- **指示文 A**:
液晶表示パネルに関する文章を読み、次の問いに答えなさい。
(i) 反射部材は何を反射するか。
(ii) 接続領域の幅は、どうであるのがよいとされているか。
(iii) 配向規制手段は、どちらの基板側に設けるとされているか。
- **指示文 B**:
液晶表示パネルに関する文章から、「また、本発明によれば、第二基」で始まり「ョン抑制効果が大きく表れる。」で終わる部分を、両端も含めて一字一句たがえずに書き写しなさい。
- **指示文 C**:
液晶表示パネルに関する文章が途切れた箇所から、その後に続く内容を書きなさい。

- **提示文**:
####################

また、本発明の液晶表示パネルは、上記液晶表示パネルにおいて、前記配向規制手段は、前記画素電極に設けられたスリットに直交する方向に延びるバー状の形状を備えた突起又は共通電極に設けられたスリットであることを特徴とする。
また、本発明の液晶表示パネルは、上記液晶表示パネルにおいて、前記配向規制手段は、前記画素電極に設けられたスリットに直交する方向に延びる十字状の形状を備えた突起又は共通電極に設けられたスリットであることを特徴とする。
また、本発明の液晶表示パネルは、上記液晶表示パネルにおいて、前記配向規制手段は、前記画素電極に設けられたスリットに直交する方向のそれぞれの十字状部分の先端に設けられた前記十字状部分よりも太さが細い突出部を備えた突起又は共通電極に設けられたスリットであることを特徴とする。
また、本発明の液晶表示パネルは、上記液晶表示パネルにおいて、前記複数のサブドット領域のうち少なくとも一つのサブドット領域には外光を反射する反射部材を備えていることを特徴とする。
本発明は上記のような構成を備えることにより以下に述べるような優れた効果を奏する。すなわち、本発明によれば、画素電極の複数に区画されたサブドット領域間を接続する接続領域がこれらの複数のサブドット領域の少なくとも一方の側端部間に設けられているとともに、これらの複数のサブドットのうち少なくとも一つのサブドット領域は前記接続領域が設けられる側の角に面取り部が形成されているため、従来例のような接続領域がこれらの複数のサブドット領域の中央部に設けられたものと比すると、液晶表示パネルの表面が押圧された際の接続領域を基点とする液晶の配向の乱れに起因するディスクリネーションが生じ難くなっているとともに、たとえ押圧が強くてディスクリネーションが生じることがあっても、このディスクリネーションは従来例のものに比すると小さいため、表示画質の低下が小さい液晶表示パネルが得られる。
なお、接続領域は、複数のサブドット領域の少なくとも一方の側端部間に備えていれば一応上記のような効果を奏するが、両方の側端部に設けると、この接続領域による液晶の配向がより良好に保たれるようになるため、更にディスクリネーションが発生し難くなり、より表示画質が良好な液晶表示パネルが得られる。この接続領域は、導電性の向上及び製造時の断線防止の目的からして幅が太い方がよい。
また、本発明によれば、第二基板側に設ける配向規制手段は、その形状が平面視で円状ないしは楕円状の突起であっても、更にはプラス状のスリットであっても上述のような効果を生じるが、この配向規制手段の形状が画素電極に設けられたスリットに直交する方向に延びるバー状の形状を備えているものであると、従来例のような接続領域が複数のサブドット領域の中央部に設けられたものと比すると、特にディスクリネーション抑制効果が大きく表れる。

####################

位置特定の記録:
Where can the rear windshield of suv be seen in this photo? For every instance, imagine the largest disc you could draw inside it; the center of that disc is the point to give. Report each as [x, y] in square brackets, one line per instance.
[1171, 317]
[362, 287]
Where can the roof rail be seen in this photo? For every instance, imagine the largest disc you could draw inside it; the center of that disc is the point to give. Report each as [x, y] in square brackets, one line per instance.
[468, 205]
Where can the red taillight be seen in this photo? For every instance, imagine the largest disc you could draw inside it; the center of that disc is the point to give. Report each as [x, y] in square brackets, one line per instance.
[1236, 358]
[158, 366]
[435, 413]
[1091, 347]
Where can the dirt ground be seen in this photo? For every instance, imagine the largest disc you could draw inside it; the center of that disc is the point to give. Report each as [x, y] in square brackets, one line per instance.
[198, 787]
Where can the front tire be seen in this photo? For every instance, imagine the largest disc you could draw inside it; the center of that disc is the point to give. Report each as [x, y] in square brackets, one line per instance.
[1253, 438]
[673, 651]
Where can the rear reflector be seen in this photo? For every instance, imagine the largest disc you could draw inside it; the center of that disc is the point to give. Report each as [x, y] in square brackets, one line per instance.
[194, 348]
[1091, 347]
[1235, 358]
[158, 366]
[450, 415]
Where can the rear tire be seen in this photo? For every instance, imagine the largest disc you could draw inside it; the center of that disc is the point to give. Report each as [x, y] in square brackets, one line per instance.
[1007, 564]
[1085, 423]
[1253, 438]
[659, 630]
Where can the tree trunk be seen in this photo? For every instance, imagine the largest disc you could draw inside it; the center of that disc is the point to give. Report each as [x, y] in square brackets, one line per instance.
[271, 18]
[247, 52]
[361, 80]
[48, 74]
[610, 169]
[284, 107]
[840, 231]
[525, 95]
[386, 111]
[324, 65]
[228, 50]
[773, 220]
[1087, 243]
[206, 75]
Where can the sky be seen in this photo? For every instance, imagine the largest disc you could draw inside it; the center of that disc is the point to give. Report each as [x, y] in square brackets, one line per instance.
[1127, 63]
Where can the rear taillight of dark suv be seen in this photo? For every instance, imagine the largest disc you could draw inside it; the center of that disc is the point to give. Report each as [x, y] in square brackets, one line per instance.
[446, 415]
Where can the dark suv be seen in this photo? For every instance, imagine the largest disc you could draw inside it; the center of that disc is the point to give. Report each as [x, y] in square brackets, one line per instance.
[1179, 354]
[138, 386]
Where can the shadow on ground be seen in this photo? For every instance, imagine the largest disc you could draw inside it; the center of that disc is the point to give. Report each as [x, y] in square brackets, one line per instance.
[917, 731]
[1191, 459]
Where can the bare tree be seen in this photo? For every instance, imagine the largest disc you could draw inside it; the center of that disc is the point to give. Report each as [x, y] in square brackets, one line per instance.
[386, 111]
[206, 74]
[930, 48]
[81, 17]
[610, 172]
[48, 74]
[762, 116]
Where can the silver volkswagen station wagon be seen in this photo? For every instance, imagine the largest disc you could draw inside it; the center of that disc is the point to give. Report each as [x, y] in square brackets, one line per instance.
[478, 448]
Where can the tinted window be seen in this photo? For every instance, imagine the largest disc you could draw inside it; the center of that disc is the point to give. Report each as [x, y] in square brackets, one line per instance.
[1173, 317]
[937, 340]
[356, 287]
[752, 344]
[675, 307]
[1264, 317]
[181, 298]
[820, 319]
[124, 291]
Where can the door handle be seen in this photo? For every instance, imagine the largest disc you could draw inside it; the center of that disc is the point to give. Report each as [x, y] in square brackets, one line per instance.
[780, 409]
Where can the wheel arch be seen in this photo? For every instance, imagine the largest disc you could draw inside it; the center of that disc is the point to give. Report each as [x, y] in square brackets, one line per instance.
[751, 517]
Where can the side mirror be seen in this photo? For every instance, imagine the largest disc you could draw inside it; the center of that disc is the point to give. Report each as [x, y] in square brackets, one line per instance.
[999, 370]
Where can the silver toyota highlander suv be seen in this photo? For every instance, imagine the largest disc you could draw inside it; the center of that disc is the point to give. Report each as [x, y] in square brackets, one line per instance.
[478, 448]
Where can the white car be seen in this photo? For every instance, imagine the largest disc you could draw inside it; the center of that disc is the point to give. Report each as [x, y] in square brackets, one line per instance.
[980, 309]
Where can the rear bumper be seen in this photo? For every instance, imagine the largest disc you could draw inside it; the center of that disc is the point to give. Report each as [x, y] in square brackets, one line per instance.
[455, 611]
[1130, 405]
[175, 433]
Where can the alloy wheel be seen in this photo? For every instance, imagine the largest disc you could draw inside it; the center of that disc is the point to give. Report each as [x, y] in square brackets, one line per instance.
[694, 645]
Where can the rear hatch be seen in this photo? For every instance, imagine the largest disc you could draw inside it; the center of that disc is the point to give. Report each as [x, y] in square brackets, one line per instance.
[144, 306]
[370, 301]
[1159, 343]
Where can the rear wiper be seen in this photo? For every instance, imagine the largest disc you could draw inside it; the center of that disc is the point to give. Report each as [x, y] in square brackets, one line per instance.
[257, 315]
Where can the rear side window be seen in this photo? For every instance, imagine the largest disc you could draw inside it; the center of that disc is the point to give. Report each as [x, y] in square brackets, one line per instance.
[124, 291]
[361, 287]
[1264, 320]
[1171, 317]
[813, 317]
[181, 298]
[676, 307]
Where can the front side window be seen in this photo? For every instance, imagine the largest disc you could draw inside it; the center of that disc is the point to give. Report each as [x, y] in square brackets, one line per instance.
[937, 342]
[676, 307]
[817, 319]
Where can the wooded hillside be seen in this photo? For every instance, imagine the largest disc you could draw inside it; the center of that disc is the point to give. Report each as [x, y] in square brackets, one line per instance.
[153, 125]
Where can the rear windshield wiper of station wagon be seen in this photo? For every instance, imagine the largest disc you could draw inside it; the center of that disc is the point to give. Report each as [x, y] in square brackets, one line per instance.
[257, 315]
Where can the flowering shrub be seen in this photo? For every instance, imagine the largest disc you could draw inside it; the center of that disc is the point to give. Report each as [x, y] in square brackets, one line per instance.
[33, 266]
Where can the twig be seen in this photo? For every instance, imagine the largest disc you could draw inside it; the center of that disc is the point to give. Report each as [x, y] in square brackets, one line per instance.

####################

- **解答 A**:
(i) 外光
(ii) 太い方がよい
(iii) 第二基板側

- **解答 B**:
また、本発明によれば、第二基板側に設ける配向規制手段は、その形状が平面視で円状ないしは楕円状の突起であっても、更にはプラス状のスリットであっても上述のような効果を生じるが、この配向規制手段の形状が画素電極に設けられたスリットに直交する方向に延びるバー状の形状を備えているものであると、従来例のような接続領域が複数のサブドット領域の中央部に設けられたものと比すると、特にディスクリネーション抑制効果が大きく表れる。

- **解答 C**:
また、本発明によれば、第二基板側に設ける配向規制手段は、その形状が画素電極に設けられたスリットに直交する方向に延びる十字状の形状を設けたものとしたため、透過部の液晶の配向が等方的となり、広視野角の液晶表示パネルが得られる。
また、本発明によれば、第二基板側に設ける配向規制手段は、その形状が画素電極に設けられたスリットに直交する方向に延びる十字状の形状のそれぞれ先端部分に設けられた前記十字状部分よりも太さが細い突出部を設けたものとしたため、この突出部においても液晶が更に規制され、より透過部の液晶の配向が等方的となり、より広視野角の液晶表示パネルが得られる。
また、本発明によれば、複数のサブドット領域のうち少なくとも一つのサブドット領域には外光を反射する反射部材を備えているため、上記発明の効果を奏することができる半透過型液晶表示パネルが得られる。
以下、本発明を実施するための最良の形態を実施例、比較例及び図面を用いてより具体的に説明する。ただし、以下に示す実施例は、本発明の技術思想を具体化するためのMVA方式の半透過型液晶表示パネルを例示するものであって、本発明をこの実施例に特定することを意図するものではなく、本発明は特許請求の範囲に示した技術思想を逸脱することなくMVA方式の透過型液晶表示装置等にも均しく適用し得るものである。なお、各実施例及び比較例においては、図10及び図11に示した従来例の半透過型液晶表示パネル70の構成と同一の構成部分には同一の参照符号を付して対応させて説明する。
[比較例]
最初に、従来技術の問題点を確認するための比較例について図5及び図6を用いて説明する。図5は比較例に係る半透過型液晶表示パネル10Cのカラーフィルタを透視して表した1サブ画素分の平面図であり、図6は比較例の半透過型液晶表示パネルの押圧後の発光状態を示す数サブ画素分の平面図である。なお、比較例に係る半透過型液晶表示パネル10Cは、図10及び図11に示した従来例の半透過型液晶表示パネル70と透過部の画素電極の構造及び反射部に対応する位置の突起状の配向規制手段の形状が異なるのみで、他の構成は実質的に同一であるので、相違点のみを具体的に説明することとし、その他の構成についての詳細な説明は省略する。
この比較例に係る半透過型液晶表示パネル10Cにおいては、透過部16の画素電極19bは、四隅に面取り部40及び41Cが設けられているとともに、走査線12側の面取り部40の位置において、前記走査線12に沿って信号線13の一部と重複する位置まで延びる遮蔽電極42が設けられている。この遮蔽電極42は、走査線に印加される高電圧の走査信号によって走査線の近傍に位置する液晶が影響を受けるのを防止し、この部分からの光漏れを防止するために設けられているものである。また、透過部16の画素電極19bの四隅に面取り部40及び41Cを設けたのは、突起状の配向規制部材31の存在による液晶の配向状態を突起状の配向規制部材31を中心として可能な限り等方状態となるようにするためである。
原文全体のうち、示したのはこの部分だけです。